» Records provided:
§

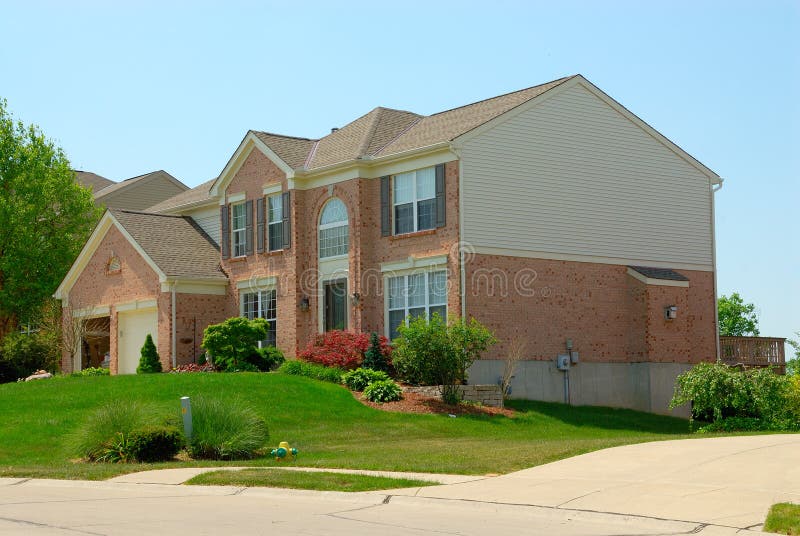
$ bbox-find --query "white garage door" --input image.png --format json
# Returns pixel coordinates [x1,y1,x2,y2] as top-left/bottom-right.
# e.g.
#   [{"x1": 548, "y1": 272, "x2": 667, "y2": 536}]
[{"x1": 117, "y1": 309, "x2": 158, "y2": 374}]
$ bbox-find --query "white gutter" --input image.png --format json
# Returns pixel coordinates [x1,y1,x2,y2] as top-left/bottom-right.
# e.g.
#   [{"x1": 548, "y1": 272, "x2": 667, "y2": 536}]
[
  {"x1": 710, "y1": 178, "x2": 724, "y2": 361},
  {"x1": 170, "y1": 282, "x2": 178, "y2": 368}
]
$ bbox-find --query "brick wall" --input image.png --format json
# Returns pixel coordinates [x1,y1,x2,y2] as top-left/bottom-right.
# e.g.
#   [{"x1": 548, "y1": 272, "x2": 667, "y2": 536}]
[{"x1": 466, "y1": 255, "x2": 716, "y2": 363}]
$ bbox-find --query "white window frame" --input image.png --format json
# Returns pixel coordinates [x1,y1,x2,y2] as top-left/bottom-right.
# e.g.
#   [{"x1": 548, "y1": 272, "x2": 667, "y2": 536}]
[
  {"x1": 317, "y1": 198, "x2": 350, "y2": 260},
  {"x1": 239, "y1": 288, "x2": 278, "y2": 348},
  {"x1": 231, "y1": 201, "x2": 247, "y2": 257},
  {"x1": 267, "y1": 193, "x2": 283, "y2": 251},
  {"x1": 383, "y1": 265, "x2": 449, "y2": 340},
  {"x1": 392, "y1": 166, "x2": 436, "y2": 235}
]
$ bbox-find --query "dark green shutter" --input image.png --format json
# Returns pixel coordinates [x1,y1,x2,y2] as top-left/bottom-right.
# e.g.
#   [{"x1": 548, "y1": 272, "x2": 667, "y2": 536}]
[
  {"x1": 436, "y1": 164, "x2": 447, "y2": 227},
  {"x1": 244, "y1": 199, "x2": 253, "y2": 255},
  {"x1": 219, "y1": 205, "x2": 231, "y2": 259},
  {"x1": 281, "y1": 192, "x2": 292, "y2": 249},
  {"x1": 381, "y1": 177, "x2": 392, "y2": 236},
  {"x1": 256, "y1": 197, "x2": 264, "y2": 253}
]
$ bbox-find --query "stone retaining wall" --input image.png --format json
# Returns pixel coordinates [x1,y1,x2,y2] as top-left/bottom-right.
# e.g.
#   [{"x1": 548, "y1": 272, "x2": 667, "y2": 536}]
[{"x1": 404, "y1": 385, "x2": 503, "y2": 408}]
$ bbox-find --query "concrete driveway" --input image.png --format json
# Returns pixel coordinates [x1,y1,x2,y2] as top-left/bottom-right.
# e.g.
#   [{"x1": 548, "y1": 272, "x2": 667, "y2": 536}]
[{"x1": 0, "y1": 435, "x2": 800, "y2": 536}]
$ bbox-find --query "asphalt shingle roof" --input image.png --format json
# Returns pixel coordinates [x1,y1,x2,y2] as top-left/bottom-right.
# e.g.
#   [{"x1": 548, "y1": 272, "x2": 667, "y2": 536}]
[
  {"x1": 147, "y1": 178, "x2": 217, "y2": 212},
  {"x1": 253, "y1": 77, "x2": 572, "y2": 170},
  {"x1": 110, "y1": 210, "x2": 227, "y2": 281},
  {"x1": 75, "y1": 169, "x2": 115, "y2": 194},
  {"x1": 628, "y1": 266, "x2": 689, "y2": 281}
]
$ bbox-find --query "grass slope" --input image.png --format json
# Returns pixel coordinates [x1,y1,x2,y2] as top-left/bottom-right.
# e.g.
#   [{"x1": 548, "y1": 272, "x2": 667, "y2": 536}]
[
  {"x1": 0, "y1": 373, "x2": 688, "y2": 479},
  {"x1": 764, "y1": 503, "x2": 800, "y2": 534},
  {"x1": 186, "y1": 469, "x2": 436, "y2": 491}
]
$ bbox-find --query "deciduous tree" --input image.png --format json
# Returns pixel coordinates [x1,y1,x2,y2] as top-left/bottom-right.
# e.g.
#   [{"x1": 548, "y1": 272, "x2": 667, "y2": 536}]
[{"x1": 0, "y1": 99, "x2": 99, "y2": 338}]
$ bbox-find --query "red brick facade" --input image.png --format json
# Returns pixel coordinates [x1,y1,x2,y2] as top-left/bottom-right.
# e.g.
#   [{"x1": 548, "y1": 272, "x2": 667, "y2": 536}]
[{"x1": 63, "y1": 149, "x2": 716, "y2": 394}]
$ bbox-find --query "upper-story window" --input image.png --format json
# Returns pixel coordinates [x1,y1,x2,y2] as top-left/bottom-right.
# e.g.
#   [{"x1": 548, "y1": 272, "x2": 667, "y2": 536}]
[
  {"x1": 267, "y1": 194, "x2": 283, "y2": 251},
  {"x1": 319, "y1": 197, "x2": 350, "y2": 259},
  {"x1": 231, "y1": 203, "x2": 247, "y2": 257},
  {"x1": 392, "y1": 167, "x2": 436, "y2": 234}
]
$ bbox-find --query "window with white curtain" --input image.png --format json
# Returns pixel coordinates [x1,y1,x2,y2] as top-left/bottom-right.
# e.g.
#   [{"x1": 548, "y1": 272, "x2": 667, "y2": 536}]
[
  {"x1": 392, "y1": 167, "x2": 436, "y2": 234},
  {"x1": 386, "y1": 270, "x2": 447, "y2": 339},
  {"x1": 319, "y1": 198, "x2": 350, "y2": 259}
]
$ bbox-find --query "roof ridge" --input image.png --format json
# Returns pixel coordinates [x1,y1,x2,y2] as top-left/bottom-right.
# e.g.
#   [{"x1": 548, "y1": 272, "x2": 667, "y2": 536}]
[
  {"x1": 370, "y1": 116, "x2": 428, "y2": 156},
  {"x1": 253, "y1": 130, "x2": 319, "y2": 141},
  {"x1": 424, "y1": 74, "x2": 579, "y2": 117},
  {"x1": 108, "y1": 208, "x2": 187, "y2": 219}
]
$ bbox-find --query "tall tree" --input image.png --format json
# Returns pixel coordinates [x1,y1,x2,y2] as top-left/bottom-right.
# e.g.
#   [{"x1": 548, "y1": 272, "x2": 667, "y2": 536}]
[
  {"x1": 717, "y1": 292, "x2": 758, "y2": 337},
  {"x1": 0, "y1": 99, "x2": 99, "y2": 338}
]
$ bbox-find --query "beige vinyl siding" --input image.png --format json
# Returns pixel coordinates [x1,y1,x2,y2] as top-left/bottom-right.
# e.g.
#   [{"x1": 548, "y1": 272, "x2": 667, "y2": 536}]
[
  {"x1": 461, "y1": 85, "x2": 712, "y2": 269},
  {"x1": 97, "y1": 174, "x2": 186, "y2": 210},
  {"x1": 184, "y1": 205, "x2": 220, "y2": 244}
]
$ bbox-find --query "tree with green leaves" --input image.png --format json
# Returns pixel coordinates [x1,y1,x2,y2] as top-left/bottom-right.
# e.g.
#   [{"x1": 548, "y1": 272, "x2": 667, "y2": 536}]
[
  {"x1": 392, "y1": 313, "x2": 497, "y2": 404},
  {"x1": 0, "y1": 99, "x2": 100, "y2": 338},
  {"x1": 136, "y1": 333, "x2": 163, "y2": 374},
  {"x1": 717, "y1": 292, "x2": 758, "y2": 337},
  {"x1": 786, "y1": 331, "x2": 800, "y2": 376}
]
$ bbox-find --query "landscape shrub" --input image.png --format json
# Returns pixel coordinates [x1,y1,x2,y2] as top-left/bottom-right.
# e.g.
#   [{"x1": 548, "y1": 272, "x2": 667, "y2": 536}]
[
  {"x1": 136, "y1": 333, "x2": 162, "y2": 374},
  {"x1": 126, "y1": 426, "x2": 183, "y2": 462},
  {"x1": 188, "y1": 397, "x2": 269, "y2": 460},
  {"x1": 0, "y1": 332, "x2": 60, "y2": 383},
  {"x1": 298, "y1": 330, "x2": 391, "y2": 370},
  {"x1": 342, "y1": 368, "x2": 389, "y2": 391},
  {"x1": 392, "y1": 314, "x2": 497, "y2": 404},
  {"x1": 278, "y1": 359, "x2": 345, "y2": 383},
  {"x1": 364, "y1": 380, "x2": 403, "y2": 402},
  {"x1": 361, "y1": 331, "x2": 391, "y2": 374},
  {"x1": 72, "y1": 400, "x2": 158, "y2": 462},
  {"x1": 670, "y1": 363, "x2": 798, "y2": 430},
  {"x1": 70, "y1": 367, "x2": 111, "y2": 378},
  {"x1": 253, "y1": 346, "x2": 286, "y2": 372},
  {"x1": 202, "y1": 317, "x2": 268, "y2": 372}
]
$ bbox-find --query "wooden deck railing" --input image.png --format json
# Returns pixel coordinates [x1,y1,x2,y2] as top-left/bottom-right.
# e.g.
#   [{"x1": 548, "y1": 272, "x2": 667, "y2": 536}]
[{"x1": 719, "y1": 337, "x2": 786, "y2": 374}]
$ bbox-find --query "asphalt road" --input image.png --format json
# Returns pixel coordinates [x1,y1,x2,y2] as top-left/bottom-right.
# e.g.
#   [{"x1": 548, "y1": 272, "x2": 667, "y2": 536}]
[{"x1": 0, "y1": 435, "x2": 800, "y2": 536}]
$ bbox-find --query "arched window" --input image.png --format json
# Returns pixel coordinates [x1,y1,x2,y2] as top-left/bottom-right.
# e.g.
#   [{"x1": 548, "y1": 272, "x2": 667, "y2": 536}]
[{"x1": 319, "y1": 197, "x2": 350, "y2": 259}]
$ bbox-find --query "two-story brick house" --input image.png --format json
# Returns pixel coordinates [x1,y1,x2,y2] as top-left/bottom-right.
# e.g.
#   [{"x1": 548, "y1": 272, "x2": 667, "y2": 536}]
[{"x1": 57, "y1": 75, "x2": 721, "y2": 411}]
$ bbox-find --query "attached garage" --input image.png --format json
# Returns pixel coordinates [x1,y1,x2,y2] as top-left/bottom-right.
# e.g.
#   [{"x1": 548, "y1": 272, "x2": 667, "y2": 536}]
[{"x1": 117, "y1": 308, "x2": 158, "y2": 374}]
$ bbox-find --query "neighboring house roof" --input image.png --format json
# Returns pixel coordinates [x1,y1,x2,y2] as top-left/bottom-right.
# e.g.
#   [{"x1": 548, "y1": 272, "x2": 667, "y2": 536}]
[
  {"x1": 147, "y1": 178, "x2": 217, "y2": 212},
  {"x1": 247, "y1": 77, "x2": 572, "y2": 170},
  {"x1": 94, "y1": 170, "x2": 189, "y2": 210},
  {"x1": 109, "y1": 210, "x2": 227, "y2": 280},
  {"x1": 74, "y1": 169, "x2": 115, "y2": 194},
  {"x1": 628, "y1": 266, "x2": 689, "y2": 281}
]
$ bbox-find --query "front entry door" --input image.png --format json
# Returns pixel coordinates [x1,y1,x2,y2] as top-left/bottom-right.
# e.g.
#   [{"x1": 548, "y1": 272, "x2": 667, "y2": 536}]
[{"x1": 325, "y1": 279, "x2": 347, "y2": 331}]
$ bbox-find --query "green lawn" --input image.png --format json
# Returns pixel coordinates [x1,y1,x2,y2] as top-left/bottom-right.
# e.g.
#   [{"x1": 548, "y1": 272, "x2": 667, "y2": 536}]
[
  {"x1": 0, "y1": 373, "x2": 688, "y2": 479},
  {"x1": 764, "y1": 503, "x2": 800, "y2": 534},
  {"x1": 186, "y1": 468, "x2": 436, "y2": 491}
]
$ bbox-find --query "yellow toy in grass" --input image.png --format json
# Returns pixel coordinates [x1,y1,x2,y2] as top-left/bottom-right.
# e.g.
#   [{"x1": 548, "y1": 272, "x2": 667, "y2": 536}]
[{"x1": 269, "y1": 441, "x2": 297, "y2": 462}]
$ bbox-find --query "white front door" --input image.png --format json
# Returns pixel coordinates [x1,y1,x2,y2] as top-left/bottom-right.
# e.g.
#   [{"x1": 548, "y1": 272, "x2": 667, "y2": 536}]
[{"x1": 117, "y1": 309, "x2": 158, "y2": 374}]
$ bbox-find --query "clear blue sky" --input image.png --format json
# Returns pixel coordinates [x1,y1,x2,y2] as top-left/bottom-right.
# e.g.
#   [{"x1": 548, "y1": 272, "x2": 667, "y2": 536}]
[{"x1": 0, "y1": 0, "x2": 800, "y2": 348}]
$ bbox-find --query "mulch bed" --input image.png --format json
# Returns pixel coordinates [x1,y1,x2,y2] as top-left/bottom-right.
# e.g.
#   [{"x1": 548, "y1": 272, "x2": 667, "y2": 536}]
[{"x1": 353, "y1": 391, "x2": 514, "y2": 417}]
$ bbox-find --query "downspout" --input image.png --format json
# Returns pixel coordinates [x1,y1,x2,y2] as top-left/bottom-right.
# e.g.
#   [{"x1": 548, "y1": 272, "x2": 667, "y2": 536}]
[
  {"x1": 450, "y1": 143, "x2": 467, "y2": 320},
  {"x1": 170, "y1": 281, "x2": 178, "y2": 368},
  {"x1": 711, "y1": 178, "x2": 724, "y2": 362}
]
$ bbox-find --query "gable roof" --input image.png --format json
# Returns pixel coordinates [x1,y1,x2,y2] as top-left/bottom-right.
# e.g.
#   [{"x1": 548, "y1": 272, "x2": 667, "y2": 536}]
[
  {"x1": 94, "y1": 169, "x2": 189, "y2": 199},
  {"x1": 145, "y1": 178, "x2": 217, "y2": 212},
  {"x1": 74, "y1": 169, "x2": 115, "y2": 194},
  {"x1": 109, "y1": 210, "x2": 227, "y2": 280},
  {"x1": 247, "y1": 77, "x2": 573, "y2": 171}
]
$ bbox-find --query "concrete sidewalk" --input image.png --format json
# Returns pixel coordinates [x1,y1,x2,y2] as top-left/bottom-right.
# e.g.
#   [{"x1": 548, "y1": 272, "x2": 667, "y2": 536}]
[
  {"x1": 404, "y1": 434, "x2": 800, "y2": 529},
  {"x1": 0, "y1": 435, "x2": 800, "y2": 536}
]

§

» What the exercise asks: Pull out every line in the records above that contains the word "tree" and copy each line unchanged.

» Written solution:
$ bbox-find --query "deciduous tree" --input image.png --format json
$ bbox-find --query "tall tree" --input image.png --format json
$ bbox-find --query "tree with green leaves" --input image.png --format json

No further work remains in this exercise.